§ Supplied material:

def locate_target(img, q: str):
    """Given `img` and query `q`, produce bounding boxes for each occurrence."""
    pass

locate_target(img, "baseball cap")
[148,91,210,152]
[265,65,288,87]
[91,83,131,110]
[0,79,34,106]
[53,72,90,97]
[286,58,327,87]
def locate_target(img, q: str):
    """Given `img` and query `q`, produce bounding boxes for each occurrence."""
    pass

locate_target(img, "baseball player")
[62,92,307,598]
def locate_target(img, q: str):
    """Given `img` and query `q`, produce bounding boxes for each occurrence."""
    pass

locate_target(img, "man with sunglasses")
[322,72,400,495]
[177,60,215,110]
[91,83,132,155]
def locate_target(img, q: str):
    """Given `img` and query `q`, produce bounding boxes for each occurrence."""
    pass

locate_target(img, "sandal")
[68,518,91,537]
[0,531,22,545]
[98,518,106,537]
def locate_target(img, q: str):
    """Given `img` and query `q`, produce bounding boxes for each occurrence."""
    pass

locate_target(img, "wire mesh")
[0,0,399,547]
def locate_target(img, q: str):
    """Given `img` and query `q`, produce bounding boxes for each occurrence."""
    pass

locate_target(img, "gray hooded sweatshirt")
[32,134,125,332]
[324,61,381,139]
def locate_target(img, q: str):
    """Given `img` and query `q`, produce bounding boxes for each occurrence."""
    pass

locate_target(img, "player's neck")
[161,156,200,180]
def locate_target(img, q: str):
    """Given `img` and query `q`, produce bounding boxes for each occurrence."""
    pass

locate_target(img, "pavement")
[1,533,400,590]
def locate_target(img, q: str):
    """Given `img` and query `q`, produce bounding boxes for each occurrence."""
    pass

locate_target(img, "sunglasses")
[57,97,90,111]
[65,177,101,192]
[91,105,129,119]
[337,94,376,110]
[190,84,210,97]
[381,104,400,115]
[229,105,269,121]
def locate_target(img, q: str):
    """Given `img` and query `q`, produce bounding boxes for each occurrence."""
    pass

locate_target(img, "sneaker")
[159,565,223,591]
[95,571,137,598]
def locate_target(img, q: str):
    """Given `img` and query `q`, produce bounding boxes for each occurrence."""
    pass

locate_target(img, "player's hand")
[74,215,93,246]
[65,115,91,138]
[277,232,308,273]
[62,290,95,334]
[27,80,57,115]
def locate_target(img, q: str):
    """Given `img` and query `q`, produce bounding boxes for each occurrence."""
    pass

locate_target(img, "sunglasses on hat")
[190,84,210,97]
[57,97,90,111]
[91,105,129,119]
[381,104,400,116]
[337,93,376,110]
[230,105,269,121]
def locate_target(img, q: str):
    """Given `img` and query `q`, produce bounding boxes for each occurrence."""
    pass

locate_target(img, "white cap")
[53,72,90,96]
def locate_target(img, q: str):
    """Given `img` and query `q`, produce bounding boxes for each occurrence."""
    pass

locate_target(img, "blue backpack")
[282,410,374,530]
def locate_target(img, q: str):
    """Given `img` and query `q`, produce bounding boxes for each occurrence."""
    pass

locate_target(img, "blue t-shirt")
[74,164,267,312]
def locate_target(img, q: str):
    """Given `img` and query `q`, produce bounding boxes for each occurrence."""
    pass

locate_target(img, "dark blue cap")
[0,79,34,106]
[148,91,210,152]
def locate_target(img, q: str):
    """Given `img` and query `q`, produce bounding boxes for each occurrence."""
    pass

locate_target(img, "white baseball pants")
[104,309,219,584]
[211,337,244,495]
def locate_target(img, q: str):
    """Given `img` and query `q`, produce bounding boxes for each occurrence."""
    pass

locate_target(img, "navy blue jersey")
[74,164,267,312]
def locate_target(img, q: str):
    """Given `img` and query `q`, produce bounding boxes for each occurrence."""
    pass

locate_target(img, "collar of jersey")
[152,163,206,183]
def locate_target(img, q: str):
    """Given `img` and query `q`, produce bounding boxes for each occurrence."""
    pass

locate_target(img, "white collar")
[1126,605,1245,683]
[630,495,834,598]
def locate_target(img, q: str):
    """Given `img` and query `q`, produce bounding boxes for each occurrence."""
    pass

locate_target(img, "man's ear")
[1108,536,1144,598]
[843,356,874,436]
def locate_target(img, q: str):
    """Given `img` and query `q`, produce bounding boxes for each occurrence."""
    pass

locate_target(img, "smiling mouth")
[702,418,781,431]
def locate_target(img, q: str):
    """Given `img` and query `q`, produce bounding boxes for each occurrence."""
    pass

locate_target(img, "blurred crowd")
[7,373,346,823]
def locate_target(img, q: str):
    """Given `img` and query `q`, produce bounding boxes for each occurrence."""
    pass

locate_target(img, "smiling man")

§ Exercise requirements: All the data above is to be given again, exactly.

§ Written response:
def locate_target(img, q: str):
    """Given `img` and query `q`, produce bounding boxes for each occurrence."""
    pass

locate_target(img, "baseball cap")
[148,91,210,152]
[265,65,288,87]
[91,83,131,110]
[0,79,34,106]
[53,72,90,97]
[286,58,327,87]
def locate_target(img, q: str):
    """Given `img` and query `q`, produce bounding boxes for each occurrence."""
    pass

locate_target(img, "baseball player")
[62,92,307,598]
def locate_target(img, q: str):
    """Given `img` and query `q`, produce bounding boxes for each occurrence."""
    pass

locate_target(img, "man with sunglasses")
[322,72,400,495]
[177,60,215,110]
[91,83,132,155]
def locate_target(img, q: str):
    """Given `img` and query `q`, produce bounding boxes for each occurrence."""
    pass

locate_target(img, "sandal")
[68,518,91,537]
[0,531,22,545]
[98,518,106,537]
def locate_target(img, q: str):
    """Given `img` and query `q`, produce bounding boxes for each occurrence."""
    pass

locate_target(img, "wire mesh")
[0,0,399,547]
def locate_target(img, q: str):
    """Given `img` and query `q`, produce bounding boxes for each occurrence."""
    pass

locate_target(img, "gray hooded sweatshirt")
[32,134,125,332]
[324,61,381,139]
def locate_target(img, q: str):
    """Given `img` and query `q`, produce bounding boxes for each occurrence."""
    pass

locate_target(img, "player's neck")
[161,156,200,180]
def locate_target(img, q: str):
    """Given `img` and query `q`, produce bounding boxes for each occurrence."""
    pass

locate_target(img, "pavement")
[1,533,400,590]
def locate_target(img, q: str):
    """Given `img` and query `q`, produce bounding boxes for each occurrence."""
    pass

locate_target(img, "sunglasses")
[57,97,90,111]
[65,177,101,192]
[91,105,129,119]
[337,94,376,110]
[190,84,210,97]
[381,104,400,115]
[229,105,269,121]
def locate_target(img, q: str):
    """Given `img` and query `q`, produce bounding boxes for each occurrence."""
    pass

locate_target(img, "sneaker")
[159,565,223,591]
[95,571,137,598]
def locate_target(img, q: str):
    """Given `img` and query `q`, produce bounding boxes for each occurrence."""
    pass

locate_target(img, "player's hand")
[74,215,93,246]
[65,115,91,138]
[277,232,308,273]
[62,290,95,334]
[27,80,57,115]
def locate_target(img, q: str):
    """Given `img` and query `q`, produce bounding boxes for each occurrence."""
    pass

locate_target(img, "sunglasses on hat")
[190,84,210,97]
[57,97,90,111]
[91,105,129,119]
[381,104,400,116]
[337,93,376,110]
[230,105,269,121]
def locate_target(img, q: str):
    """Given `img` and query `q`, produce bounding boxes for each occurrence."""
    pass

locate_target(img, "white cap")
[53,72,90,96]
def locate_target(img, q: str):
    """Given `img` and query `q`, produce bounding boxes for each occurrence."""
    pass

locate_target(img, "blue backpack")
[282,410,374,530]
def locate_target(img, q: str):
    """Given `img` and query `q`, produce bounding boxes for each occurrence."""
    pass

locate_target(img, "blue t-shirt")
[74,164,267,312]
def locate_target(img, q: str):
    """Given `img` and query `q`, produce bounding boxes for each occurrence."""
    pass

locate_target(img, "dark blue cap")
[0,79,34,106]
[148,91,210,152]
def locate_target(img, q: str):
    """Given `img` and query `q`, produce bounding boxes for each occurrence."""
    pass

locate_target(img, "white baseball pants")
[104,309,219,584]
[211,337,244,495]
def locate_target(img, q: str):
    """Given `img` and query `q`, produce bounding boxes for each occurrence."""
    pass

locate_target(img, "navy blue jersey")
[74,164,267,312]
def locate_target(img, q: str):
    """Given `img` and query `q`, produce bounding boxes for each occurrence."""
    pass

locate_target(img, "collar of jersey")
[152,163,206,183]
def locate_target(img, q: str):
    """Given `img` and query `q`, produce bounding boxes for each occurrence."""
    pass

locate_target(img, "white collar")
[1126,605,1245,683]
[630,495,834,598]
def locate_target(img, q: str):
    """Given `img` and query `q`, produce bounding boxes for each occurrence."""
    pass

locate_target(img, "man's ear")
[1108,536,1144,598]
[843,356,874,436]
def locate_target(img, q: str):
    """Given `img` and query `q`, produce bounding boxes for each occurrence."""
    pass

locate_target(img, "smiling mouth")
[702,418,781,431]
def locate_target(img, q: str):
    """Given `img` and query `q`, produce bounding boxes for each occurrence."""
    pass

locate_target(img, "blurred crowd")
[7,373,346,823]
def locate_target(img, q: str):
    """Given `img` and query `q`, produce bounding boxes for each occurrence."""
    pass

locate_target(img, "smiling man")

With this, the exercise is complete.